**Tasks to complete:**
- 1) Return the section of the Forever-Fit Summer Camp passage from "In this 5-year" up to and including "repeated measures ANOVA.", word for word.
- 2) Answer these questions using the Forever-Fit Summer Camp passage:
(a) Between which years did the evaluated participants attend the camp?
(b) How many participants were included in the evaluation?
(c) What method was used to compare campers' BMI Z-Scores over the years?

**Passage to read:**
Forever-Fit Summer Camp


  • Anthony O. Boateng, BA Indiana University School of Medicine, Department of Pediatrics, Pediatric and Adolescent Comparative Effectiveness Research
  • Lisa Yazel-Smith, MS, MCHES CCRP American Foundation for Preventive Medicine
  • Brett McKinney, BS American Foundation for Preventive Medicine
  • Katie Haberlin, MPH, CHES American Foundation for Preventive Medicine
  • Tamara Hannon, MD, MS American Foundation for Preventive Medicine
  • Patrick Perry, MPH American Foundation for Preventive Medicine



Background and Hypothesis: 

The objective of this study was to evaluate anthropometric and physical fitness measures from participants in the Forever-Fit Summer Camp (FFSC) between the years 2013 and 2017, comparing baseline and post-participation values. We hypothesized that participation in the FFSC would decrease the BMI Z-score of the campers during the 6-week program, as well as improve physical fitness measures. Further, we hypothesized that there would be an overall decrease in BMI and weight seen in campers who participated for multiple years. 

Experimental Design: 

In this 5-year cross-sectional evaluation, a total of 64 participants were included. During FFSC, biometrics, strength, endurance and flexibility were compared at baseline (Week 1) and 6 weeks after. This data from participants was compared using paired T-tests and compared the BMI Z-Score of campers over the years using repeated measures ANOVA.

**Given data:**
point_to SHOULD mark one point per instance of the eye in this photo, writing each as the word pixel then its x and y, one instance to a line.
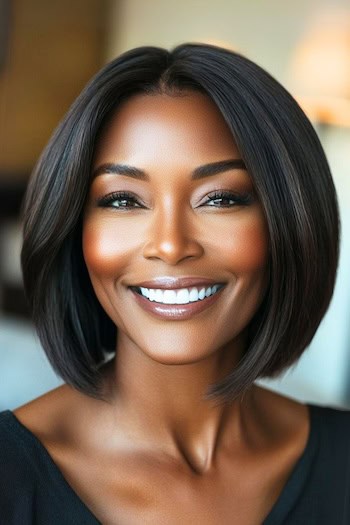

**Answers for the tasks:**
- 1)
In this 5-year cross-sectional evaluation, a total of 64 participants were included. During FFSC, biometrics, strength, endurance and flexibility were compared at baseline (Week 1) and 6 weeks after. This data from participants was compared using paired T-tests and compared the BMI Z-Score of campers over the years using repeated measures ANOVA.

- 2)
(a) Between 2013 and 2017.
(b) 64 participants.
(c) Repeated measures ANOVA.